** Opening EXCERPTED PASSAGE block **

Originally posted by Ushgarak
Just to check- is 'drain on society' really a central plank of your argument? Because as was suggested earlier, it costs a LOT more in the US to put someone through death row than life in prison.
The problem is the only reason it costs more is due to appeals and all that crap. This person admitted it, they flat out admitted it. They should get no appeals. This "person" didn't give the person they killed any second chances, so they do not deserve one.
So she will indeed be a drain. Not only because she'll spend life in prison getting her meals, medical needs, etc. taken care of, but because even if they gave her the death penalty it would be a drain because they'd let this murderer make all kinds of appeals. So we've created a system where no matter what we do..murderers will still a huge drain on society. Especially if putting her on death row would be MORE expensive then keeping her in prison well into her 70s or 80s? We can't even escape this drain, then. The system is broken when we let even admitted murderers be a burden on society in one way or another.

** Closing EXCERPTED PASSAGE block **
** Opening DATA SECTION block **

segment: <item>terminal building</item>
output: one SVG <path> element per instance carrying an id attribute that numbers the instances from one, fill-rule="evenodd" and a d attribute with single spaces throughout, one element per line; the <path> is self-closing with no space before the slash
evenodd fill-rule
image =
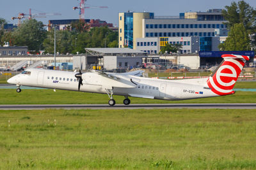
<path id="1" fill-rule="evenodd" d="M 152 42 L 150 39 L 142 41 L 141 38 L 168 37 L 171 39 L 172 38 L 227 36 L 227 25 L 223 24 L 225 20 L 220 9 L 210 10 L 207 12 L 182 13 L 178 17 L 155 17 L 154 13 L 128 11 L 120 13 L 118 20 L 119 48 L 127 46 L 141 49 L 138 42 Z M 173 39 L 172 41 L 179 41 Z M 156 46 L 155 43 L 151 45 L 150 43 L 150 47 L 144 51 L 151 53 L 151 50 L 154 52 L 156 50 L 158 52 L 154 46 Z M 154 49 L 150 50 L 150 48 Z"/>

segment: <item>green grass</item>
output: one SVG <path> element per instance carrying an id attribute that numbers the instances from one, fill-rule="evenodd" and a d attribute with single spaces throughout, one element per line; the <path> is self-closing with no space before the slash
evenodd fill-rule
<path id="1" fill-rule="evenodd" d="M 255 113 L 0 111 L 0 169 L 255 169 Z"/>
<path id="2" fill-rule="evenodd" d="M 67 90 L 26 90 L 20 93 L 15 89 L 0 89 L 0 104 L 106 104 L 107 94 L 84 93 Z M 256 103 L 256 92 L 237 92 L 234 95 L 185 101 L 162 101 L 129 97 L 131 103 Z M 116 103 L 122 104 L 124 96 L 114 96 Z"/>

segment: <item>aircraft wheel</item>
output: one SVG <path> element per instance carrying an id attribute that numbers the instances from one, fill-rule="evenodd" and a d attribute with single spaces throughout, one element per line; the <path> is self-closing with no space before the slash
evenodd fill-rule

** Closing DATA SECTION block **

_EXERCISE REQUIREMENTS_:
a) In the death penalty forum post, what is given as the only reason putting someone on death row costs more?
b) Carry the death penalty forum post forward from its last sentence.
The listing isn't needed for this work.

_TASK RESPONSES_:
a) Appeals.

b)
I also can't help but wonder if the fact this was a female played any part in the one juror not wanting to give her the death penalty. It has been made painfully clear that double standards in this country exist and not just against women, especially when it comes to justice.
Also maybe I am just misunderstanding this..it sounds like all but ONE juror was for the death penalty. But this makes no sense, if everyone but a single person was for it...I don't see why the vote of a single person would negate it. It seems the sane logical choice would be majority rules, not "one vote negates the other dozen" or however many people are on a jury.